I have received your letter of September 29, informing me of your intention to submit to the current session of the General Assembly a resolution calling for a meeting between the Chairman of the Council of Ministers of the USSR and myself. I assure you again that I share the concern expressed in this communication over the present state of international relations, and I understand and sympathize with the motives which led you to propose this step.

As President of the United States I have sought on every occasion to explore to the full any possibility for the resolution of outstanding international questions by negotiation.

Following the refusal last May of the Soviet government to participate in the long awaited Summit Conference which was to deal with certain of these questions, especially disarmament and problems arising out of the war, the President of France, the Prime Minister of the United Kingdom and I issued a declaration which stated: "They remain unshaken in their conviction that all outstanding international questions should not be settled by threat or the use of force but by peaceful means through negotiation. They themselves remain ready to take part in such negotiations at any suitable time in the future."

Speaking for the United States this statement still holds good.

I have at no time utilized any threats whatsoever with reference to any international question. This is, I am sure you will agree, a matter of historical record.

On the other hand, the Soviet Union far from following a comparable policy of restraint appears to have undertaken with deliberate intent a policy of increasing tension throughout the world and in particular of damaging relations with the United States.

Instead of avoiding threats of the use of force, the Soviet Government has threatened rocket retaliation against many members of the United Nations including the United States on the pretext of contrived and imaginary intentions on the part of these countries. While these threats have necessarily only strengthened our resolve to maintain our readiness to deter and, if necessary, to resist any aggression, they have nevertheless caused uneasiness throughout the world.

The Soviet Government has refused any thought of an impartial international body to investigate the shooting down on July 1 of an aircraft of the United States Air force, and is still holding incommunicado two members of its crew.

The Soviets have unilaterally disrupted the ten-nation disarmament talks in Geneva with full knowledge that the Western Powers there represented were about to submit new proposals which took into account those made earlier by the Soviet Union.

I believe that a comparison of the international behavior of the participants of the Paris Meeting since its collapse demonstrates where the responsibility lies for the increase of international tension and the failure to make any progress in the solution of outstanding problems.

I reiterate what I said in my speech before the General Assembly on September 22: The United States is always ready to undertake serious negotiations with the Soviet Union and other interested countries on any unresolved international question, and especially in the field of disarmament. I also pointed out that there are needs for great constructive action, for which I have made proposals to the General Assembly, that are primary in their importance to the peace and progress of major areas of the world. However, the chief problems in the world today are not due to differences between the Soviet Union and the United States alone, and therefore are not possible of solution on a bilateral basis.
= = = = =
## SET PROBLEM A
Answer these questions from the letter about a proposed meeting with the Soviet leader:
(i) On what date was the United States Air Force aircraft shot down?
(ii) In what city were the ten-nation disarmament talks held?
(iii) On what date did the writer speak before the General Assembly?
## SET PROBLEM B
Compose the next portion of the letter about a proposed meeting with the Soviet leader, beginning after its final sentence.
= = = = =
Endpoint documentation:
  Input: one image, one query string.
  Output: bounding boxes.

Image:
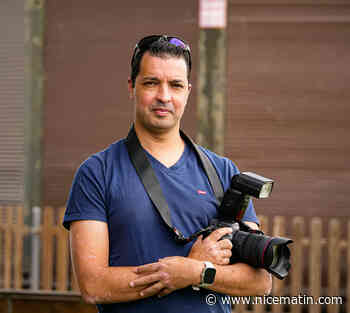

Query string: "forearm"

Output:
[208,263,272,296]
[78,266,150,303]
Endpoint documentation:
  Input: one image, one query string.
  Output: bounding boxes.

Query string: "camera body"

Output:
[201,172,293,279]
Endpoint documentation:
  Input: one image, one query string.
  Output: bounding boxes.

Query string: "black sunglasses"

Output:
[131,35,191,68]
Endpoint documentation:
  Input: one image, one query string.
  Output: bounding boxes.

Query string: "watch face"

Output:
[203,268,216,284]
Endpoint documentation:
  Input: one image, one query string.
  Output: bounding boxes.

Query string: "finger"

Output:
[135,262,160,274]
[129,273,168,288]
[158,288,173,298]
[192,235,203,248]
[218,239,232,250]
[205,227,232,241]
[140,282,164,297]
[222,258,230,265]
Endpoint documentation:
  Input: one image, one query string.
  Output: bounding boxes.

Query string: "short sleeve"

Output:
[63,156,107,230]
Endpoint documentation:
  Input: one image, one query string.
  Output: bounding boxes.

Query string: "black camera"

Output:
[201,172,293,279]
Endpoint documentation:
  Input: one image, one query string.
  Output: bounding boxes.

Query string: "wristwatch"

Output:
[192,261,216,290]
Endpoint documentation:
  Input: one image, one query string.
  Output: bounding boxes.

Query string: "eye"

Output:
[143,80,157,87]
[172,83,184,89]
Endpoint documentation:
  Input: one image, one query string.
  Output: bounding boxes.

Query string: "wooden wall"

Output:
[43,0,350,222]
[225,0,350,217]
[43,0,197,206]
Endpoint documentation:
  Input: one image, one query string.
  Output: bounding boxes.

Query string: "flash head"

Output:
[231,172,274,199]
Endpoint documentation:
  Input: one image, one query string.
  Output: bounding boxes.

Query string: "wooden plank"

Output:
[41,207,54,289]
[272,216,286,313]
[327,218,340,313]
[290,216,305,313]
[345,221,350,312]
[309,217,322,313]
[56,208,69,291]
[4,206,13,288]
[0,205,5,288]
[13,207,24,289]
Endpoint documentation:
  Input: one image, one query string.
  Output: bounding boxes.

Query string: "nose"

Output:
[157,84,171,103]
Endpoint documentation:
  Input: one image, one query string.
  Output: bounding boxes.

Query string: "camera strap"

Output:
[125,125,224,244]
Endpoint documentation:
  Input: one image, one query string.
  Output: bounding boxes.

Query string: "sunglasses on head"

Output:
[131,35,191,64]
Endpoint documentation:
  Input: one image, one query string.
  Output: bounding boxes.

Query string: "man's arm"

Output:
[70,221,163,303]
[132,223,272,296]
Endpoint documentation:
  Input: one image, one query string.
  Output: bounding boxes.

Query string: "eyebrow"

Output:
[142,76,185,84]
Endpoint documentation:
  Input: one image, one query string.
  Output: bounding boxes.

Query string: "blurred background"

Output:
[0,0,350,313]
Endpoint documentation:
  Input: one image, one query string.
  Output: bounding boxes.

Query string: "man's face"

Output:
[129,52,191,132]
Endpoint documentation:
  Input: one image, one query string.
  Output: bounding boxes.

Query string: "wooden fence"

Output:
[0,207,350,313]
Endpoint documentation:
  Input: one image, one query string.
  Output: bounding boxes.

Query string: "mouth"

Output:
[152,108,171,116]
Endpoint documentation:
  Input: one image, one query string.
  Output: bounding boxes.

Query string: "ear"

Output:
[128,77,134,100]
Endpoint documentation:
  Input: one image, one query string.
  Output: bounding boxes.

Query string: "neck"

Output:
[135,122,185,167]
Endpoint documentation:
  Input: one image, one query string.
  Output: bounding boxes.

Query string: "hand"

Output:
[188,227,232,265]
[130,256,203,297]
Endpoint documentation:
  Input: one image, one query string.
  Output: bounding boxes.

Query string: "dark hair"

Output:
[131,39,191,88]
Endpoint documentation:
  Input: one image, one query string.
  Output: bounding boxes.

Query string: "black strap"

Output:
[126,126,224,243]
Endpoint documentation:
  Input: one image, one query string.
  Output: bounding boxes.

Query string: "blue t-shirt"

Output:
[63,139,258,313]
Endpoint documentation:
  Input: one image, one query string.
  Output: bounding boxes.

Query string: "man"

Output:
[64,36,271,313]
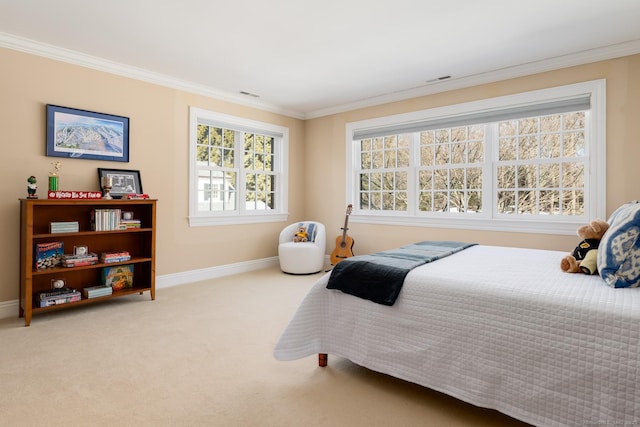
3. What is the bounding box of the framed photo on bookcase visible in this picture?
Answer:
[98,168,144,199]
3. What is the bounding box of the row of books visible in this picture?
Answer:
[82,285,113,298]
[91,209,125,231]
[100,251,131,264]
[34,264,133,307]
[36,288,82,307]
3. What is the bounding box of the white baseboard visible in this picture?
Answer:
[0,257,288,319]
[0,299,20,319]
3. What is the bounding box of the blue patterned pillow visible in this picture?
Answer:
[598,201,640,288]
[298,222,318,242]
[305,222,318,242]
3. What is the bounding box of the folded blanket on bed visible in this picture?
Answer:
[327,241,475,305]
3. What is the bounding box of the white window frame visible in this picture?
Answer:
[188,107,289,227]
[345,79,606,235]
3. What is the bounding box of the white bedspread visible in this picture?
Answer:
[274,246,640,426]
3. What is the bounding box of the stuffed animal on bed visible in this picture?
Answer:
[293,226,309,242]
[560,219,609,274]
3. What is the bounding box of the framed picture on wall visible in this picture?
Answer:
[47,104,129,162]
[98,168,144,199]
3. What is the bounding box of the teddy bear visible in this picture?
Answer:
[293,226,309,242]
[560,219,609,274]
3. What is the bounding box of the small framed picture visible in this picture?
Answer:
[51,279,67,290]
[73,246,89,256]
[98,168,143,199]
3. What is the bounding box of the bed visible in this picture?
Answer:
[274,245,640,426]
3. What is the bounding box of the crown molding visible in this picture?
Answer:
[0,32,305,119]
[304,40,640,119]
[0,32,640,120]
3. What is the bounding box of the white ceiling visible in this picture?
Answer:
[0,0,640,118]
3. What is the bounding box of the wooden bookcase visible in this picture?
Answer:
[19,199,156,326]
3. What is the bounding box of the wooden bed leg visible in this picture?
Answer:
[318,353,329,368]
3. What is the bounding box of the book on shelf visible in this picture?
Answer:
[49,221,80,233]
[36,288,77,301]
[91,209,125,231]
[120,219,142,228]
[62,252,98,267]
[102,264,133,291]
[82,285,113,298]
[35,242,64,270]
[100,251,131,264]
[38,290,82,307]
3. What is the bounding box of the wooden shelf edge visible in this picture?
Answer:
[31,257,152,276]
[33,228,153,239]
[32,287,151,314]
= = = = =
## TASK RESPONSE A
(i) July 1
(ii) Geneva
(iii) September 22

## TASK RESPONSE B
The questions which are disrupting the world at the present time are of immediate and vital concern to other nations as well. The importance of these matters is such as to go beyond personal or official relations between any two individuals to impede their solution, and I have many times personally pledged myself, regardless of every kind of personal consideration, to meet with anyone at anytime if there is any serious promise of productive results. There is nothing in the words or actions of the government of the Soviet Union which gives me any reason to believe that the meeting you suggest would hold any such promise. I would not wish to participate in a mere gesture which, in present circumstances, might convey a thoroughly misleading and unfortunate impression to the peoples of the world.

If the Soviet Union seriously desires a reduction in tensions it can readily pave the way for useful negotiations by actions in the United Nations and elsewhere. If Soviet representatives should wish to discuss concrete measures to reduce tensions my representatives, including the Secretary of State, are always available for this purpose. Should such exploratory discussions reveal that the Soviet Union is prepared to return to the path of peaceful negotiation with some prospect of fruitful results then I personally would be prepared to meet and negotiate with the representative of the Soviet Government and with the heads of other governments as their interests were involved.



Note: This is the text of identical letters addressed to President Nkrumah of Ghana, President Sukarno of Indonesia, President Nasser of the United Arab Republic, President Tito of Yugoslavia, and Prime Minister Nehru of India.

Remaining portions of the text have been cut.